* _Problem set_:
[1] According to the passage on sincere endeavors, why does the man in the water refuse to let his neighbor drown?
[2] Decide whether each statement agrees with the passage on sincere endeavors, and back each yes or no with the deciding words quoted from it: (a) The neighbor in the water could not swim. (b) The man keeps his neighbor from drowning out of love for him. (c) Saving the neighbor in this way is good in the sight of God.
[3] Write the next part of the passage on sincere endeavors, picking up after its final sentence.

— begin Selected extract —

Indeed such endeavors may have a negatively good influence.  Those things, which have no positive virtue, have no positive moral influence;  yet they may be an occasion of persons avoiding some positive evils.  As if a man were in the water with a neighbor to whom he had ill will, and who could not swim, holding him by his hand;  this neighbor was much in debt to him, — the man is tempted to let him sink and drown — but refuses to comply with the temptation;  not from love to his neighbor, but from the love of money, and because by his drowning he should lose his debt;  that which he does in preserving his neighbor from drowning, is nothing good in the sight of God:  yet hereby he avoids the greater guilt that would have been contracted, if he had designedly let his neighbor sink and perish.  But when Arminians, in their disputes with Calvinists, insist so much on sincere desires and endeavors, as what must excuse men, must be accepted of God, etc.  it is manifest they have respect to some positive moral weight or influence of those desires and endeavors.  Accepting, justifying, or excusing on the account of sincere endeavors (as they are called), and men doing what they can, etc.  has relation to some moral value, something that is accepted as good, and as such, countervailing some defect.

— end Selected extract —
— begin Recorded data —

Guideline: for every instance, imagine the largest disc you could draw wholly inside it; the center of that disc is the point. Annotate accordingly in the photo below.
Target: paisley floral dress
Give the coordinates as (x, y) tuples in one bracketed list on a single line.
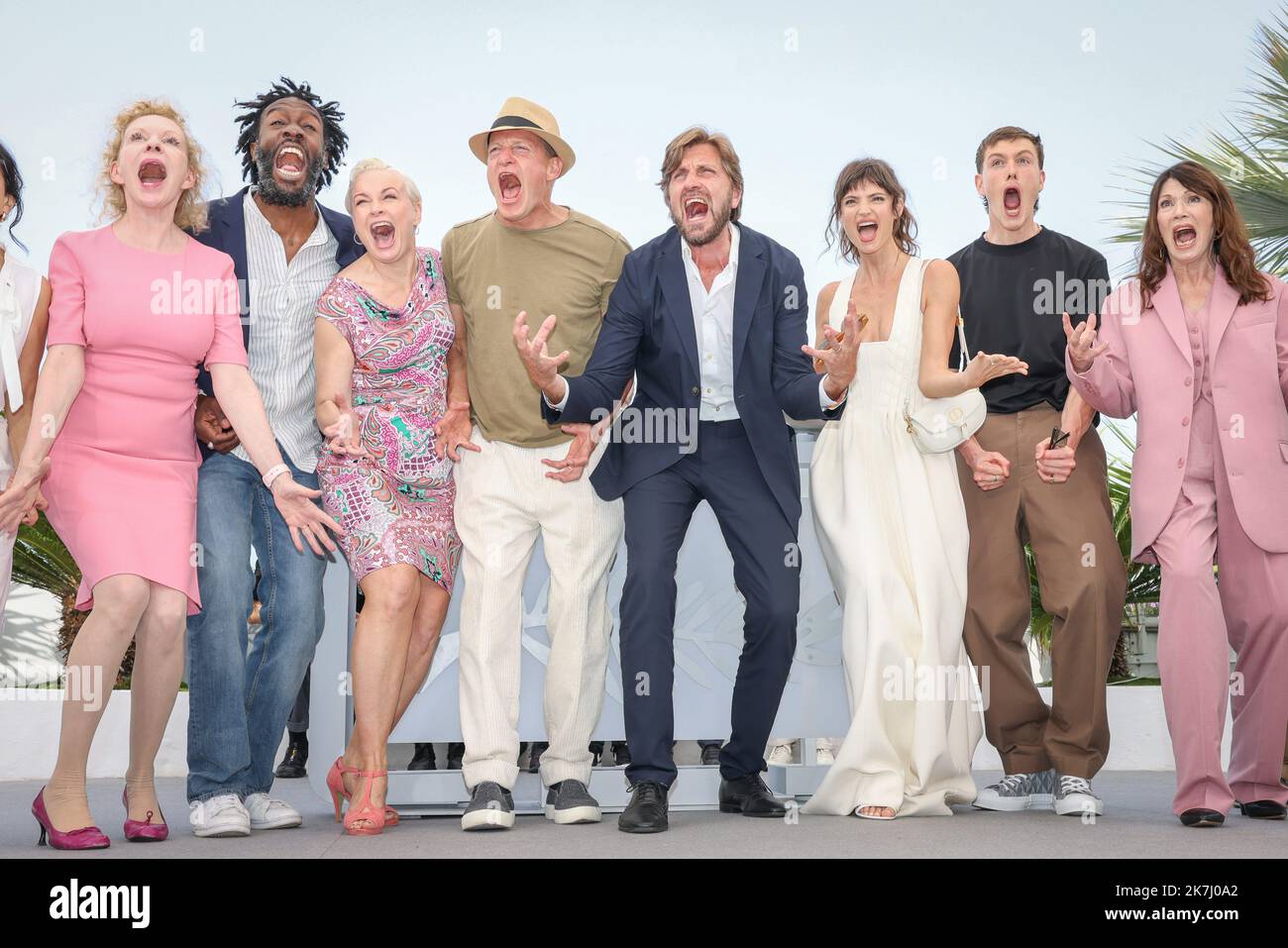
[(395, 506)]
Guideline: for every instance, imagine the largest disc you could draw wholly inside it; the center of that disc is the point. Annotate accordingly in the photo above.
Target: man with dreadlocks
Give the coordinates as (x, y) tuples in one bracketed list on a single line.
[(286, 248)]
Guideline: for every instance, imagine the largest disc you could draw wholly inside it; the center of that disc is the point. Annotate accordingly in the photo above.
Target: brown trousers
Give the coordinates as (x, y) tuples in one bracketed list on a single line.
[(1083, 583)]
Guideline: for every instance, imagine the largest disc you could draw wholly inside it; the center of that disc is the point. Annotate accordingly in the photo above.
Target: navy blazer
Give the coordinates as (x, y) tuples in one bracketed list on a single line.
[(648, 330), (227, 232)]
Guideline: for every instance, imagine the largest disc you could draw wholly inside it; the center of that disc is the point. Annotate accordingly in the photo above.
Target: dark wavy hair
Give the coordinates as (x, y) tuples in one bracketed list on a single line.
[(879, 172), (334, 141), (1231, 245), (12, 187)]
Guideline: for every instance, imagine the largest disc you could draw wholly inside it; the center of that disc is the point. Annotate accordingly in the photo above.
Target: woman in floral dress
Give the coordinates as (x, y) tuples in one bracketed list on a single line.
[(382, 333)]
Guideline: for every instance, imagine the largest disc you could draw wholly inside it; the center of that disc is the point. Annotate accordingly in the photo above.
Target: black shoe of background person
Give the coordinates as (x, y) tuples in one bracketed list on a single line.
[(1262, 809), (621, 754), (455, 755), (645, 813), (751, 797), (295, 759), (539, 747), (1201, 815), (423, 759)]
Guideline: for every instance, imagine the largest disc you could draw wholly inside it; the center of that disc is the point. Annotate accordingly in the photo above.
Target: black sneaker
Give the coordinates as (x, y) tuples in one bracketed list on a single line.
[(455, 754), (539, 747), (568, 801), (645, 813), (292, 766), (423, 759), (621, 754), (490, 807)]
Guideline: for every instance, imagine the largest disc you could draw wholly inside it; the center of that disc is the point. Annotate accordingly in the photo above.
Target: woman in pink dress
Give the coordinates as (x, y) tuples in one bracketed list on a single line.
[(381, 340), (137, 305)]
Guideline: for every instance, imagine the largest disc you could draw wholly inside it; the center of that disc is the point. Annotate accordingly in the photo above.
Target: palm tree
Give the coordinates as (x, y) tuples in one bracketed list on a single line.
[(1250, 156), (42, 561)]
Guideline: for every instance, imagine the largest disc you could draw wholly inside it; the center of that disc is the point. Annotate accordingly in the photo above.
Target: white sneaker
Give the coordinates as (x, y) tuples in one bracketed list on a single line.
[(1073, 797), (219, 815), (823, 755), (781, 754), (267, 813)]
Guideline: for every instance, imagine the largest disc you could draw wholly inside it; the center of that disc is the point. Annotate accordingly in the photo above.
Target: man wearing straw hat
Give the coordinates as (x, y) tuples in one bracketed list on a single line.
[(518, 476)]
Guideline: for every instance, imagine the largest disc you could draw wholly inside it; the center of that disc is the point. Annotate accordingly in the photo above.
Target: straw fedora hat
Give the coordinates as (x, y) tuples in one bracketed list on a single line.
[(526, 116)]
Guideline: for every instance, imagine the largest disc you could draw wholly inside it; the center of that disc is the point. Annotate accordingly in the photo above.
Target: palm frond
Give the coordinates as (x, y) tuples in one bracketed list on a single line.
[(1250, 158)]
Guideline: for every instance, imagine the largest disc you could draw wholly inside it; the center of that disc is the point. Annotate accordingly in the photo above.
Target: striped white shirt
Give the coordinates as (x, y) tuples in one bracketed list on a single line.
[(282, 304)]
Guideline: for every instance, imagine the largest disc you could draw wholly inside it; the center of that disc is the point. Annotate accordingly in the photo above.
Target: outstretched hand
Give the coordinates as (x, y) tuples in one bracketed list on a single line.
[(838, 359), (541, 366)]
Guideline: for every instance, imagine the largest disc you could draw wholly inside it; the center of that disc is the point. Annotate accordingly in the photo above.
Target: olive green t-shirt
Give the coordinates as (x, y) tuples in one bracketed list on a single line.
[(492, 272)]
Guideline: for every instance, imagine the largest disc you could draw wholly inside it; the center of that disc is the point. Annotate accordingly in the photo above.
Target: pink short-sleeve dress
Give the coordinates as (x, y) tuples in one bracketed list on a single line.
[(123, 479)]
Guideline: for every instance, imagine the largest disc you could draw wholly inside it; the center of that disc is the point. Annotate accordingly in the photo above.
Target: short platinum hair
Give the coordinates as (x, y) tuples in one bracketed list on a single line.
[(377, 165)]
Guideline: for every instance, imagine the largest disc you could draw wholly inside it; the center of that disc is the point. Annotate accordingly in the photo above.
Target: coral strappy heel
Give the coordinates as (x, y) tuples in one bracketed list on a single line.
[(366, 819), (335, 784)]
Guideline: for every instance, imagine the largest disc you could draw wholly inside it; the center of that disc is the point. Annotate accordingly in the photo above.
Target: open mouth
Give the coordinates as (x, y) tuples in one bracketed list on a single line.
[(382, 235), (290, 162), (697, 209), (153, 174), (510, 187)]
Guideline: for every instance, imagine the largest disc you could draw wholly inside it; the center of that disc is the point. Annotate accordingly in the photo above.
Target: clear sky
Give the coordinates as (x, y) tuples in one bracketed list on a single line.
[(800, 88)]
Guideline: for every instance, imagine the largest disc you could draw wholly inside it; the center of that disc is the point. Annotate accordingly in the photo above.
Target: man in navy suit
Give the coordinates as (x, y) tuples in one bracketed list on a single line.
[(711, 320), (286, 248)]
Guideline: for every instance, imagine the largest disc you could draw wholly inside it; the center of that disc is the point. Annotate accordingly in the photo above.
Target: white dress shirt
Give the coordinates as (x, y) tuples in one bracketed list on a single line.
[(712, 325), (282, 304)]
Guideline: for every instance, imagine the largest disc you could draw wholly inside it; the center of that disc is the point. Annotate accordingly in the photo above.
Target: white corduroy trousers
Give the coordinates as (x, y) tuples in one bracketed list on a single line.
[(503, 501)]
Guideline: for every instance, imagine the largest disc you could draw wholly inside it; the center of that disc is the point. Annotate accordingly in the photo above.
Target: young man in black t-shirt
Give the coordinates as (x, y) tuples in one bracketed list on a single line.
[(1017, 279)]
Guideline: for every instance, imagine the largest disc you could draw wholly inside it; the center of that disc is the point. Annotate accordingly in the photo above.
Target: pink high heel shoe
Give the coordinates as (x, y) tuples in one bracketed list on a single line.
[(335, 784), (85, 837), (143, 830)]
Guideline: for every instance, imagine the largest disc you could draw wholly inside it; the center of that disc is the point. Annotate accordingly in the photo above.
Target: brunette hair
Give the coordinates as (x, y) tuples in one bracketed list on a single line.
[(1229, 244), (880, 174)]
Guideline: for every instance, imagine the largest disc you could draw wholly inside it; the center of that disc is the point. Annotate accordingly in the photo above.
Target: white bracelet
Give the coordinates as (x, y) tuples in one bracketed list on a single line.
[(273, 473)]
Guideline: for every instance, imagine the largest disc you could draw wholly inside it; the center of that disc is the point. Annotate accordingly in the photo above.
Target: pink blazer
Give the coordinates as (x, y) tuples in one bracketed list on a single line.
[(1149, 369)]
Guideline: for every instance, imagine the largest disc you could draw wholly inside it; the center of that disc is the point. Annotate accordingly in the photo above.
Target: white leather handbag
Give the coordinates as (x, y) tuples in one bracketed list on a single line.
[(940, 424)]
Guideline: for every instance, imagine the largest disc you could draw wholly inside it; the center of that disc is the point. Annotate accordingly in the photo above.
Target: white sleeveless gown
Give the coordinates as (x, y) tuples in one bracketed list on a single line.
[(893, 530)]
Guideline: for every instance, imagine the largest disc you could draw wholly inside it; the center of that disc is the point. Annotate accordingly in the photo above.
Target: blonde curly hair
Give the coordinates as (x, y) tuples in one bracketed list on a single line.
[(191, 211)]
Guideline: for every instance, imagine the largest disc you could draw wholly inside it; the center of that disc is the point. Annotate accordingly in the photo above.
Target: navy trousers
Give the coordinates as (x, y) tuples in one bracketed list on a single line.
[(767, 571)]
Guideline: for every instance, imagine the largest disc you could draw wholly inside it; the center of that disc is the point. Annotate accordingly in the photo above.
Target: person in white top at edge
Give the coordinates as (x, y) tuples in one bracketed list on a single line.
[(24, 318)]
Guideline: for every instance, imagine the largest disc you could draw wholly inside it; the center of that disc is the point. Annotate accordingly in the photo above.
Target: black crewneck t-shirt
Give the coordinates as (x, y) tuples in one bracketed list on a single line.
[(1013, 299)]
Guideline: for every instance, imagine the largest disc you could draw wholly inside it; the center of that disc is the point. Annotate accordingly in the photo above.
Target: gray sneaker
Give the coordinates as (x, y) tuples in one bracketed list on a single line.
[(490, 807), (1017, 792), (568, 801), (1073, 797)]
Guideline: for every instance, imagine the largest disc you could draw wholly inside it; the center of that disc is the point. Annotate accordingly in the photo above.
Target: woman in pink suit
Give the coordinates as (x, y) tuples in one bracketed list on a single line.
[(137, 305), (1198, 347)]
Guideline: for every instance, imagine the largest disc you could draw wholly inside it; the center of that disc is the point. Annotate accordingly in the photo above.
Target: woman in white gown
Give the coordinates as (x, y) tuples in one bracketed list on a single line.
[(892, 522)]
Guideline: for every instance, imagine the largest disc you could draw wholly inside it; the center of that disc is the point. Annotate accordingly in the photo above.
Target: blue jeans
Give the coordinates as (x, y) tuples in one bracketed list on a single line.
[(241, 693)]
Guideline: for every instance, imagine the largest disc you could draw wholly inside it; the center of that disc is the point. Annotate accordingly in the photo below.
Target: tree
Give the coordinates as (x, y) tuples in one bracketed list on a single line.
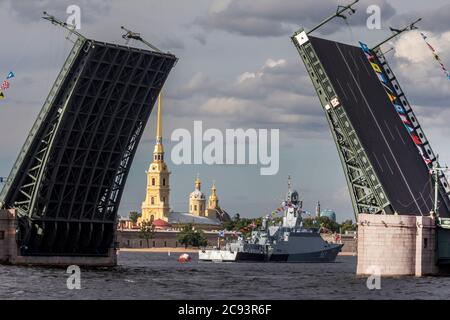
[(134, 216), (147, 231), (189, 236), (348, 225)]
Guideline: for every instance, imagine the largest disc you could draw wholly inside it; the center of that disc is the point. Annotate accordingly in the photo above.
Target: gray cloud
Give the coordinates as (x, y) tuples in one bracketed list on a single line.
[(436, 19), (31, 11), (265, 18), (171, 44)]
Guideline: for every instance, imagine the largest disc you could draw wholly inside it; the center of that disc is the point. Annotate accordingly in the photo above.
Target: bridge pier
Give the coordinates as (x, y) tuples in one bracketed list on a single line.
[(396, 245), (9, 252)]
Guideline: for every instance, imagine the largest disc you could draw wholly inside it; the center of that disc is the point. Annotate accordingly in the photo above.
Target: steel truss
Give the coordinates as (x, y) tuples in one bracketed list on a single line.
[(366, 191), (68, 180)]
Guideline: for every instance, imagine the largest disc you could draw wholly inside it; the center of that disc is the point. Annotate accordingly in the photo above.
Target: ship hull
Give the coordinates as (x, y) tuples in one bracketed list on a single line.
[(328, 255)]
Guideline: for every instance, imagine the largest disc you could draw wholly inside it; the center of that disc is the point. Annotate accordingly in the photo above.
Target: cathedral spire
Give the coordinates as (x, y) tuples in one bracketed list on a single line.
[(159, 149)]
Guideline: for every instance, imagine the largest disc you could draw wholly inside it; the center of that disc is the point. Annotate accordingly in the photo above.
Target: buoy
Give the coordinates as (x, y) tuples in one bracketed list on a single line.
[(184, 258)]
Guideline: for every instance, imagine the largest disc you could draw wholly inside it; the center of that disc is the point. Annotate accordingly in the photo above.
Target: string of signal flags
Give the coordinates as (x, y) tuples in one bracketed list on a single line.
[(6, 84), (436, 56)]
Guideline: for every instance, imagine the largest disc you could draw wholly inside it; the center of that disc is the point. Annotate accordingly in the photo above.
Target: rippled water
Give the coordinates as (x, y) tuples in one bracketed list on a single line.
[(159, 276)]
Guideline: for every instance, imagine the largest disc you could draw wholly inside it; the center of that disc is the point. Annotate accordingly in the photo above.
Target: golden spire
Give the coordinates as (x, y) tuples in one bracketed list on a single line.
[(198, 183), (213, 199), (159, 147)]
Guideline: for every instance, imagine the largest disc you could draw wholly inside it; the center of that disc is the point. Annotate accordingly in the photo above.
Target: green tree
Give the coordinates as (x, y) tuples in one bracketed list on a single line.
[(134, 216), (147, 231), (190, 237), (348, 225)]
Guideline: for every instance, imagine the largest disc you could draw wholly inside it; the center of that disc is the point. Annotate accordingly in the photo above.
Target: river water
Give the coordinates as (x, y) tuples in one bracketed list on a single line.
[(160, 276)]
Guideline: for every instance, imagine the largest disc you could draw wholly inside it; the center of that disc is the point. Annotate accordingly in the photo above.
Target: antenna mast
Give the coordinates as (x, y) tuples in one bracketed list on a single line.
[(137, 36), (57, 22), (397, 32), (436, 171), (339, 13)]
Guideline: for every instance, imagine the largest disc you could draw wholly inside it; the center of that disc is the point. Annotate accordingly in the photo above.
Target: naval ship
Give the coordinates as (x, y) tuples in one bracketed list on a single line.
[(287, 241)]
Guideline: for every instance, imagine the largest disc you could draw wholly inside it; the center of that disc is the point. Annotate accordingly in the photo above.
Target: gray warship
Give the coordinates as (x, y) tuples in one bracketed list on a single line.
[(287, 241)]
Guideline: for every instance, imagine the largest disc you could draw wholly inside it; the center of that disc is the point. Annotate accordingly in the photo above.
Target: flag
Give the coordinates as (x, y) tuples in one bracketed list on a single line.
[(435, 55), (405, 119), (409, 128), (399, 108), (416, 139), (5, 85), (391, 97)]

— end Recorded data —

* _Per-task outputs_:
[1] He refuses not from love to his neighbor but from the love of money, because his neighbor's drowning would make him lose his debt.

[2]
(a) Yes: "who could not swim"
(b) No: "not from love to his neighbor, but from the love of money"
(c) No: "is nothing good in the sight of God"

[3]
But there is a great and unknown deceit, arising from the ambiguity of the phrase, sincere endeavors.  Indeed, there is a vast indistinctness and unfixedness in most or at least very many of the terms used to express things pertaining to moral and spiritual matters.  Whence arise innumerable mistakes, strong prejudices, inextricable confusion, and endless controversy.  — The word sincere is most commonly used to signify something that is good:  men are habituated to understand by it the same as honest and upright;  which terms excite an idea of something good in the strictest and highest sense;  good in the sight of him, who sees not only the outward appearance, but the heart.  And, therefore, men think that if a person be sincere, he will certainly be accepted.  If it be said that anyone is sincere in his endeavors, this suggests, that his heart is good, that there is no defect of duty, as to virtuous inclination;  he honestly and uprightly desires and endeavors to do as he is required;  and this leads them to suppose, that it would be very hard and unreasonable to punish him, only because he is unsuccessful in his endeavors, the thing endeavored after being beyond his power.  — Whereas it ought to be observed, that the word sincere has these different significations.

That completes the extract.